→ What you will do:
The word "house" marks the lines to copy; find all of them in the entries below.

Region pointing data
== Segment start ==
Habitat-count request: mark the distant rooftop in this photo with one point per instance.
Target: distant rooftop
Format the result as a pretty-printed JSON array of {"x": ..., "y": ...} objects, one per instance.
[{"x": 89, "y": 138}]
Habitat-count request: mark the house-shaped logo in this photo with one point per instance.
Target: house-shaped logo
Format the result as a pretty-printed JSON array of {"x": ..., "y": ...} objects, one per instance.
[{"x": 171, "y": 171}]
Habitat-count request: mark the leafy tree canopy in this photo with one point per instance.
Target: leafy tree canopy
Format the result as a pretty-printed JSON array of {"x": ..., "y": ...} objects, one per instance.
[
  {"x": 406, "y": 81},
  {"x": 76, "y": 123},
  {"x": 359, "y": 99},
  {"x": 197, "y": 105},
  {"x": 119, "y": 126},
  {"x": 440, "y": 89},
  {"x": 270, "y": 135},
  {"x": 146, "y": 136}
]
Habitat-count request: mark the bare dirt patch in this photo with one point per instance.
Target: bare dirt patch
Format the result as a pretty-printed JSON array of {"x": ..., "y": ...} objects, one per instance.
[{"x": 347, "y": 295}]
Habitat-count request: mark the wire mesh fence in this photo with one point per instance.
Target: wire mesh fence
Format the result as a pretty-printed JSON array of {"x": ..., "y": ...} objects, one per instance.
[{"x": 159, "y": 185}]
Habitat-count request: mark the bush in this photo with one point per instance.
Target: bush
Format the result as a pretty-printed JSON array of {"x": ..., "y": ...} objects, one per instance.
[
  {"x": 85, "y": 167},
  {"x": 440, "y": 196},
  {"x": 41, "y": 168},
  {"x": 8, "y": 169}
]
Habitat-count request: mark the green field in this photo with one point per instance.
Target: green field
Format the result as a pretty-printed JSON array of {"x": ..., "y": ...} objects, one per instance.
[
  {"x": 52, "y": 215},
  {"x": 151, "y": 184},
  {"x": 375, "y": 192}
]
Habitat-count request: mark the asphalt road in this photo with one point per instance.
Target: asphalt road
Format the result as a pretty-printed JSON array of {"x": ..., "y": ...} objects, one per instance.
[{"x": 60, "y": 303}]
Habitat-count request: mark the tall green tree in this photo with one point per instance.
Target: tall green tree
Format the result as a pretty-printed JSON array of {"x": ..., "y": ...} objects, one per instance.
== Segment end ==
→ Answer to this task:
Habitat-count request: mark the house-shaped logo in this photo with one point per instance.
Target: house-shaped logo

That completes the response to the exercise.